What is expected
Starting at the beginning of the data and stopping after the line that contains "[312,105,396,262]", write out every line again, keeping the text lines unchanged and multiplying each bounding box coordinate by 2.5, rounded to a whole number with halves rounded up. Leave out the picture markers.

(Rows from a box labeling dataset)
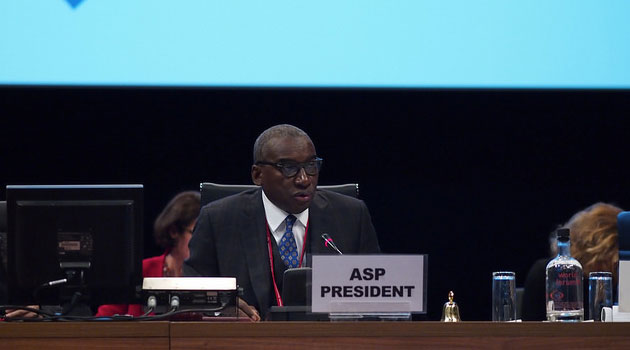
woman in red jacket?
[96,191,200,316]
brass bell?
[440,291,462,322]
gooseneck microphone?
[321,233,343,255]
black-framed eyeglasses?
[256,158,324,177]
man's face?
[252,137,319,214]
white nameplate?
[624,260,630,312]
[142,277,236,291]
[311,255,426,313]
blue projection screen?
[0,0,630,89]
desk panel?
[171,322,630,350]
[0,322,169,350]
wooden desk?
[0,322,630,350]
[0,322,169,350]
[171,322,630,350]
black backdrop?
[0,87,630,320]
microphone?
[321,233,343,255]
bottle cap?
[556,227,571,240]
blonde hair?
[565,203,622,285]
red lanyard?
[265,221,308,306]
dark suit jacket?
[184,188,380,319]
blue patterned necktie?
[278,215,300,268]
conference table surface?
[0,321,630,350]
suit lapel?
[239,189,272,313]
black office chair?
[200,182,359,206]
[0,201,7,232]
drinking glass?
[588,272,613,322]
[492,271,516,322]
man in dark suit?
[184,124,380,320]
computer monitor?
[6,185,143,312]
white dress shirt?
[262,191,308,256]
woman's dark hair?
[153,191,201,249]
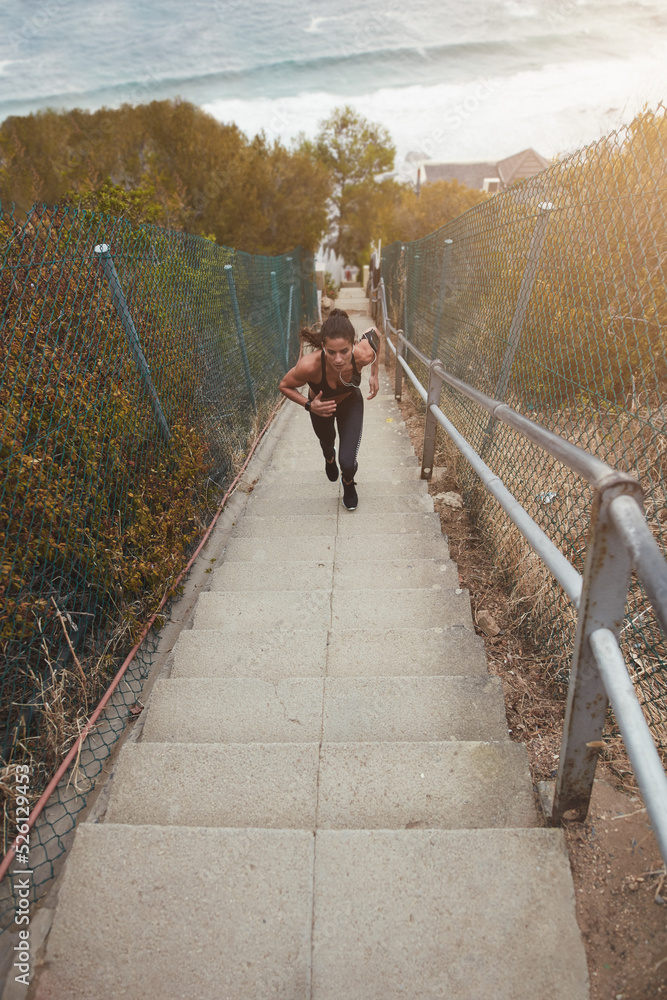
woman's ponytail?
[300,326,324,351]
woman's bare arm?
[278,354,336,417]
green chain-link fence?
[0,207,317,922]
[382,106,667,750]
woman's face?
[324,337,352,371]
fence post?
[380,278,389,368]
[482,201,554,454]
[271,271,289,366]
[431,240,454,358]
[394,330,405,400]
[421,359,443,479]
[225,264,257,413]
[551,473,642,823]
[95,243,171,444]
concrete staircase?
[35,308,588,1000]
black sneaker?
[324,448,338,483]
[341,476,359,510]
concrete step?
[252,472,428,500]
[327,625,488,677]
[106,741,538,830]
[171,628,330,680]
[332,588,473,628]
[332,556,459,590]
[262,459,422,486]
[211,559,333,593]
[194,588,472,632]
[171,626,487,680]
[235,516,442,538]
[143,676,508,743]
[276,452,421,474]
[246,492,433,517]
[210,558,459,593]
[224,534,336,564]
[335,532,449,564]
[35,823,588,1000]
[194,589,331,632]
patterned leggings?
[310,388,364,483]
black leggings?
[310,388,364,483]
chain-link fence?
[0,208,317,909]
[382,106,667,750]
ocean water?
[0,0,667,163]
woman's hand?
[310,390,336,417]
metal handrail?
[374,279,667,862]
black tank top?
[308,348,361,399]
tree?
[378,180,489,244]
[0,101,331,254]
[312,105,396,262]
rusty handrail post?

Expected answer
woman in red jacket?
[240,478,500,790]
brass bell?
[1100,728,1155,805]
gooseneck microphone?
[803,583,858,638]
black-framed eyeglasses?
[640,395,810,443]
man's face?
[630,343,798,535]
white nameplate?
[1560,650,1575,780]
[355,693,590,728]
[778,638,1065,783]
blue projection screen?
[0,0,1575,223]
desk panel?
[428,805,1575,875]
[0,805,423,875]
wooden desk?
[0,805,1575,875]
[0,805,423,875]
[428,805,1575,875]
black backdrop?
[0,218,1575,800]
microphone?
[803,583,858,638]
bottle cap?
[1390,568,1428,600]
blonde hair?
[1413,508,1555,713]
red lanyard?
[663,553,770,765]
dark suit jacket?
[460,470,950,798]
blue patterned necktie?
[695,538,750,670]
conference table surface?
[0,803,1575,875]
suit lapel?
[598,473,680,783]
black office chair?
[500,455,898,515]
[0,503,18,580]
drinking glass?
[1470,680,1533,805]
[1230,678,1290,805]
man in dark suit?
[460,310,950,800]
computer monitor?
[15,463,358,780]
white dress shirt?
[655,478,770,640]
woman's dark hair?
[383,478,503,623]
woman's ponytail?
[750,815,810,878]
woman's bare arm?
[695,885,840,1043]
green chain-link fence?
[0,518,793,2305]
[955,265,1668,1875]
woman's face?
[810,843,880,928]
fence post?
[950,695,973,920]
[1205,503,1385,1135]
[678,678,723,915]
[1078,600,1135,895]
[985,825,1013,1000]
[1053,898,1108,1198]
[563,660,643,1033]
[1378,1183,1605,2058]
[238,608,428,1110]
concrete staircase?
[88,770,1470,2500]
black sneaker?
[810,1120,845,1208]
[853,1190,898,1275]
concrete step?
[630,1180,1070,1250]
[818,1563,1220,1693]
[265,1853,1345,2075]
[428,1570,825,1700]
[830,1470,1183,1570]
[830,1390,1148,1475]
[655,1148,1055,1215]
[528,1398,833,1483]
[485,1470,1180,1580]
[428,1565,1218,1700]
[588,1290,1105,1345]
[358,1690,1270,1858]
[690,1130,1053,1185]
[615,1230,1083,1293]
[525,1395,1148,1483]
[560,1335,840,1410]
[838,1330,1123,1410]
[88,2058,1470,2500]
[485,1473,828,1580]
patterned leggings?
[775,970,910,1208]
black leggings?
[775,970,910,1208]
chain-link fence?
[0,520,793,2273]
[955,265,1668,1875]
ocean water?
[0,0,1668,408]
woman's hand?
[775,975,840,1043]
metal handrail?
[935,698,1668,2155]
black tank top?
[770,870,903,998]
tree?
[945,450,1223,610]
[0,253,828,635]
[780,263,990,655]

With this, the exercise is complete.